_To do_. Arrange all the entries as a numbered list, one line per number, and leave out any blank lines.

Stored items from a collection:
=-=-=-=-=

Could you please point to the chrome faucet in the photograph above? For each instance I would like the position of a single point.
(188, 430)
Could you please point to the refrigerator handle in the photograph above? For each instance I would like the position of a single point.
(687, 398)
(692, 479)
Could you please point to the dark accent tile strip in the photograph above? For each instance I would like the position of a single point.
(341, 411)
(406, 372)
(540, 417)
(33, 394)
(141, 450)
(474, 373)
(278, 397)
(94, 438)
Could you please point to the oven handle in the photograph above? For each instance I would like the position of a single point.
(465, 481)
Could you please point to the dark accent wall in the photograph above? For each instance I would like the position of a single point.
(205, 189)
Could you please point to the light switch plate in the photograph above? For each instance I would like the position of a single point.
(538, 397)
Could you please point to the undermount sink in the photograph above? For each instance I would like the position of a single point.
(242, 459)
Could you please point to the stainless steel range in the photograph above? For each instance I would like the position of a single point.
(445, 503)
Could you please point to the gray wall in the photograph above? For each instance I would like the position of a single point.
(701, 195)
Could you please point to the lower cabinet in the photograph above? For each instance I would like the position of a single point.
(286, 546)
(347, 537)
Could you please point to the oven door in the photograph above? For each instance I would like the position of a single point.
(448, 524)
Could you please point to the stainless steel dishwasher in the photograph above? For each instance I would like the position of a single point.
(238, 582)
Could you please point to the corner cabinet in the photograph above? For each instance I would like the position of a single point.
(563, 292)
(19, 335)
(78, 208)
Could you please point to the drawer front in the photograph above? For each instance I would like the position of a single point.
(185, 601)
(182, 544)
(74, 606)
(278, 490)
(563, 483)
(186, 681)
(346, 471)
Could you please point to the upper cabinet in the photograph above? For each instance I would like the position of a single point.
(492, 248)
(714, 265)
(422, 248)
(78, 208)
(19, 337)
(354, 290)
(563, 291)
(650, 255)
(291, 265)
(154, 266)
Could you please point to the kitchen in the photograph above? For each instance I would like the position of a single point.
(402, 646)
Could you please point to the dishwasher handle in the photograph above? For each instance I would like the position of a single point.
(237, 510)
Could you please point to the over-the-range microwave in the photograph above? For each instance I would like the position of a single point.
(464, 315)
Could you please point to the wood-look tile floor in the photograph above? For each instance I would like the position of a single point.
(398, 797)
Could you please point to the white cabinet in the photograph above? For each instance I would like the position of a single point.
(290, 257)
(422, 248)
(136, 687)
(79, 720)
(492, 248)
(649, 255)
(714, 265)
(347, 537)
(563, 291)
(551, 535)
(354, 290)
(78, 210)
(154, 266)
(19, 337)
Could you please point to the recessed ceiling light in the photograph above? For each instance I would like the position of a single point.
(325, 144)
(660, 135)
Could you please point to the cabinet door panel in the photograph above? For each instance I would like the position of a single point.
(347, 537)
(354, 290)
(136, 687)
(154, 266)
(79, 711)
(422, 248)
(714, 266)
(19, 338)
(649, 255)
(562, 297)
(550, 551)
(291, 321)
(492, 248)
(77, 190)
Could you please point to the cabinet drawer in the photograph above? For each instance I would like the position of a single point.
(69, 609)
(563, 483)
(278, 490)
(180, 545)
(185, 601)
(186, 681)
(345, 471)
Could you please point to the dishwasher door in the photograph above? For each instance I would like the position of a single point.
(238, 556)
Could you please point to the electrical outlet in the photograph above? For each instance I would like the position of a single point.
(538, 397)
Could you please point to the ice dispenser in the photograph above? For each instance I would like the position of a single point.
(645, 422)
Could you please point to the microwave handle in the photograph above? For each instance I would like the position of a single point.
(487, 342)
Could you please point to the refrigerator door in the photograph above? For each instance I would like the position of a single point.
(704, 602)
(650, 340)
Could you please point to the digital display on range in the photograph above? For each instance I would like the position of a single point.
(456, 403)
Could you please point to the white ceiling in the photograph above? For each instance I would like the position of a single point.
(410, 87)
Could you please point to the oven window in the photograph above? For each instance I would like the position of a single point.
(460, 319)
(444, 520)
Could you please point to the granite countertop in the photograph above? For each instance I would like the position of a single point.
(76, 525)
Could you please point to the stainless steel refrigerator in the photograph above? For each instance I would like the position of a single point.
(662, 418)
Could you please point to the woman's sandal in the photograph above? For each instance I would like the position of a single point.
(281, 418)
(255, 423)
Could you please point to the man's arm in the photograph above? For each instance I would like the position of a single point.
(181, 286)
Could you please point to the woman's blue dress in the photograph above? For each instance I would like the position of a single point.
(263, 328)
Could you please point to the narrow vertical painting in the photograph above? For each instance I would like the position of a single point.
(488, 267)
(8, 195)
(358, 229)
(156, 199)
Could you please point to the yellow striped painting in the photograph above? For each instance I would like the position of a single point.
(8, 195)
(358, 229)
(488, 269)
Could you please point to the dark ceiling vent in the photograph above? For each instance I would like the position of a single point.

=-=-=-=-=

_Response below_.
1. Could you please point to the chrome faucet in the photograph above? For each instance I would like the position of a single point.
2. (188, 430)
3. Could you please point to the refrigerator handle in the photograph above? For each instance I would like the position of a single point.
4. (687, 398)
5. (692, 479)
6. Could you please point to the dark accent tile strip in the photograph above? For each instance I would like the position of a single point.
7. (341, 411)
8. (406, 372)
9. (540, 417)
10. (33, 394)
11. (141, 450)
12. (474, 373)
13. (278, 397)
14. (94, 438)
15. Could you please point to the oven handle in the photograph above? For each instance I would like the position of a single point.
16. (465, 481)
17. Could you please point to the dark accent wall in the photograph above? For each instance I would like the position of a single point.
18. (205, 189)
19. Could you please point to the light switch plate in the photograph above? For each instance I would like the position of a single point.
20. (538, 397)
21. Could you please point to the undermount sink in the photograph above? For each instance I would like the position of a single point.
22. (242, 459)
23. Could you please point to the stainless steel range in the photograph above? For each instance I would like the position of a single point.
24. (445, 503)
25. Could you please point to the gray wall in the photograph above? For each instance I would like the position of a single point.
26. (701, 195)
27. Could you please point to the lower cabinet in the photograph above? For each instance I would like the position of a single point.
28. (286, 546)
29. (347, 537)
30. Could you please point to the oven door in the photograph above? For each instance I would like the position of a single point.
31. (448, 524)
32. Could you please point to the stainless steel dishwasher in the photograph above? For each instance I would like the position of a single point.
33. (238, 582)
34. Could you please point to the corner cabinet in the photograph above? For each instance I would like the position of a single point.
35. (563, 292)
36. (19, 335)
37. (78, 208)
38. Could you please point to the drawer front in the photograph above? For each instance I would like the position of a single point.
39. (185, 601)
40. (182, 544)
41. (74, 606)
42. (278, 490)
43. (563, 483)
44. (186, 681)
45. (346, 471)
46. Could you please point to the upper cabinet in the photograph above? For each instance I would like the position of a single point.
47. (492, 248)
48. (714, 265)
49. (422, 248)
50. (78, 208)
51. (19, 337)
52. (354, 290)
53. (563, 291)
54. (650, 255)
55. (291, 265)
56. (154, 266)
57. Could you please point to the kitchen in the photograph above? For each instance I would like the position of a single point.
58. (402, 646)
59. Could you please point to the dishwasher handle in the photograph above? For each instance I would like the position of a single point.
60. (237, 510)
61. Could you please point to the over-the-range microwave in the photograph above? For each instance I would like the position of a single point.
62. (464, 315)
63. Could you please point to the wood-look tile floor in the photograph above? For each instance I would like the position of a single point.
64. (398, 797)
65. Could you please point to the white cabinet in the photograph above? For each instance I would like the position of a single point.
66. (290, 257)
67. (422, 248)
68. (136, 687)
69. (79, 720)
70. (492, 248)
71. (649, 255)
72. (714, 265)
73. (347, 537)
74. (563, 291)
75. (551, 535)
76. (354, 290)
77. (78, 210)
78. (154, 266)
79. (19, 337)
80. Could you please point to the recessed ceiling light in the photograph above? For each instance I would like the position of a single point.
81. (325, 144)
82. (660, 135)
83. Could you please point to the cabinet door panel in the photograph above? For each instance I would like the position of a single point.
84. (347, 537)
85. (354, 290)
86. (136, 687)
87. (154, 266)
88. (79, 711)
89. (422, 248)
90. (714, 266)
91. (19, 338)
92. (649, 255)
93. (562, 297)
94. (550, 551)
95. (291, 321)
96. (492, 248)
97. (77, 190)
98. Could you please point to the cabinet drawer in the photograph above? For each instance I would like the position of a single point.
99. (69, 609)
100. (563, 483)
101. (278, 490)
102. (180, 545)
103. (185, 601)
104. (186, 681)
105. (345, 471)
106. Could you please point to the dishwasher door in the photograph above? For each instance I would like the position of a single point.
107. (238, 556)
108. Could you please point to the electrical outlet in the photograph above? For each instance I would like the position of a single point.
109. (538, 397)
110. Could you please point to the ice dispenser in the photograph above? For each instance I would like the position of a single point.
111. (645, 422)
112. Could you please point to the microwave handle in the photograph above? For each instance I would like the position of a single point.
113. (487, 342)
114. Could you please point to the refrigerator door in the photograph above? For each instance I would like the position of a single point.
115. (704, 602)
116. (650, 340)
117. Could you please point to the digital display on range in the photograph above? For each instance I would like the position of a single point.
118. (456, 403)
119. Could you please point to the white ceiling in the photograph above? For each instance I would like the position of a single point.
120. (410, 87)
121. Could you please point to the oven window in the photograph above? For each instance I would like the position of a single point.
122. (460, 319)
123. (444, 520)
124. Could you please point to the granite countertop in the photograph above? For each instance I would like the position of a single point.
125. (76, 525)
126. Could you please point to the stainless steel refrigerator in the photograph above? For each instance I would like the position of a single point.
127. (662, 418)
128. Could you please point to the woman's sandal in the photograph above? For each instance I would like the position of a single point.
129. (281, 418)
130. (255, 423)
131. Could you please point to the man's arm in the photograph above? For each instance I would like the position of a single point.
132. (181, 286)
133. Could you please point to the woman's blue dress in the photograph above? For each instance I would like the position of a single point.
134. (263, 328)
135. Could you please point to the narrow vertical painting in the photograph above? For each instance I would like the position of a single point.
136. (488, 267)
137. (8, 195)
138. (358, 229)
139. (156, 199)
140. Could you please point to the yellow striped painting in the photograph above? For each instance I would like the position of a single point.
141. (8, 195)
142. (358, 229)
143. (488, 269)
144. Could you please point to the dark ceiling vent in the photograph above? For each instance I would like the position of a single point.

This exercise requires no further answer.